- _EXERCISE PASSAGE_

John Stembridge, a professor of mathematics, is a member of an international team of 18 mathematicians and computer scientists who successfully have mapped the Lie group E8, one of the largest and most complicated structures in mathematics. The findings will be unveiled today (March 19) at a presentation by David Vogan, professor of mathematics at MIT and member of the team.
(File Photo/U-M Photo Services)

The magnitude of the E8 calculation is being compared to Human Genome Project, and is so large it would cover Manhattan if it were written out on paper, according to the American Institute of Mathematics (AIM), one of the leading math institutes in the country.

E8 is an example of a Lie (pronounced "Lee") group. Lie groups were invented by the 19th century Norwegian mathematician Sophus Lie to study symmetry. Underlying any symmetrical object, such as a sphere, is a Lie group. Balls, cylinders or cones are familiar examples of symmetric three-dimensional objects. Mathematicians study symmetries in higher dimensions. In fact, E8 is the group of symmetries of a geometric object like a sphere, cylinder or cone, but the object in this case is 57-dimensional. E8 itself is 248-dimensional. For details on E8 visit

"E8 was discovered over a century ago, in 1887, and until now, no one thought the structure could ever be understood," says Jeffrey Adams, project leader and mathematics professor at the University of Maryland. "This groundbreaking achievement is significant both as an advance in basic knowledge, as well as a major advance in the use of large scale computing to solve complicated mathematical problems. The mapping of E8 may well have unforeseen implications in mathematics and physics which won't be evident for years to come.

"We've determined the basic building blocks that are needed to understand how E8 is represented in nature,'' says Stembridge, one of the co-principal investigators. "This could lead to better understanding of the physical models of the universe."

Stembridge says the way the calculation was achieved by a group of 18 mathematicians and computer scientists working in intensive collaboration for four years also is a significant breakthrough. Partners on this project also include MIT, Cornell University, the University of Utah and University of Maryland.

"Mathematicians more typically work in groups of one, two or three," Stembridge says. "We have a large group spread all over the U.S. and in France. That is unusual."

Stembridge says the mapping of E8 also will create opportunities for students at U-M. "Students might get to work on a cool problem as part of this project."

- _PROVIDED DATA_
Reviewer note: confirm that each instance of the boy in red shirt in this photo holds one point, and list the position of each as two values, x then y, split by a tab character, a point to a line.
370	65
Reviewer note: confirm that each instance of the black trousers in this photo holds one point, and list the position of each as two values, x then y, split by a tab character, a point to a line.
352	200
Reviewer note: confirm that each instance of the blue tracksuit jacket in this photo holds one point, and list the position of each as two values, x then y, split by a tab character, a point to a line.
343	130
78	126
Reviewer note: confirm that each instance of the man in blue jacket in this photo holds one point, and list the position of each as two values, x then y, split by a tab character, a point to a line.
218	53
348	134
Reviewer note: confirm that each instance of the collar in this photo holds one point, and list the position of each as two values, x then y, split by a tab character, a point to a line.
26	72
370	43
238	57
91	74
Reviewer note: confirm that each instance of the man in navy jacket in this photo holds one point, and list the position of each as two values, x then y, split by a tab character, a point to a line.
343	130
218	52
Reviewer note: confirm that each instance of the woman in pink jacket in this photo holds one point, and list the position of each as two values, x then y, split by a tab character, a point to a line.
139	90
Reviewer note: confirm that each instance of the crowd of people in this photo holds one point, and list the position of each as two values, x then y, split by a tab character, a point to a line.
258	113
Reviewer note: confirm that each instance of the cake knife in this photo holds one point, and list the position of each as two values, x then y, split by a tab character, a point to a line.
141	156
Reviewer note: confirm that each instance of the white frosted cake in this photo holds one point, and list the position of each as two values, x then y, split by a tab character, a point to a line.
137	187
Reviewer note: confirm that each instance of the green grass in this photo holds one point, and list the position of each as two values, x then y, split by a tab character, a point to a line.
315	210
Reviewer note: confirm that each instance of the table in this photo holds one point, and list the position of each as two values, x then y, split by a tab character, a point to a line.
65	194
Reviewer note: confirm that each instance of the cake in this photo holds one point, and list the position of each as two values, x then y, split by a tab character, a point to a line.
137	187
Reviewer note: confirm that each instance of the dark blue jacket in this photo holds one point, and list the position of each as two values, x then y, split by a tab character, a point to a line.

- _WHAT IS REQUIRED_
Write what comes next in the article about mapping E8, picking up after its last sentence. The rows above are separate material and have nothing to do with the article about mapping E8.

- _ANSWER SPACE_
The magnitude and nature of the E8 calculation invites the comparison with the Human Genome Project, according to AIM. The human genome, which contains all the genetic information of a cell, is less than a gigabyte in size. The result of the E8 calculation, which contains all the information about E8 and its representations, is 60 gigabytes. This is enough to store 45 days of continuous music in MP3 format.

The computation required sophisticated new mathematical techniques and computing power not available even a few years ago. While many scientific projects involve processing large amounts of data, the E8 calculation is very different, as the size of the input is comparatively small, but the answer itself is enormous and very dense.

The E8 calculation is part of an ambitious project sponsored by AIM and the National Science Foundation, known as the Atlas of Lie Groups and Representations. The goal of the project is to determine the unitary representations of all the Lie groups (E8 is the largest of the exceptional Lie groups). This is one of the most important unsolved problems of mathematics. The E8 calculation is a major step, and signals that the Atlas team is well on the way to solving the problem, mathematicians say.

"This is an impressive achievement," says Hermann Nicolai, director of the Albert Einstein Institute in Potsdam, Germany. "While mathematicians have known for a long time about the beauty and the uniqueness of E8, we physicists have come to appreciate its exceptional role only more recently. Understanding the inner workings of E8 is not only a great advance for pure mathematics, but may also help physicists in their quest for a unified theory."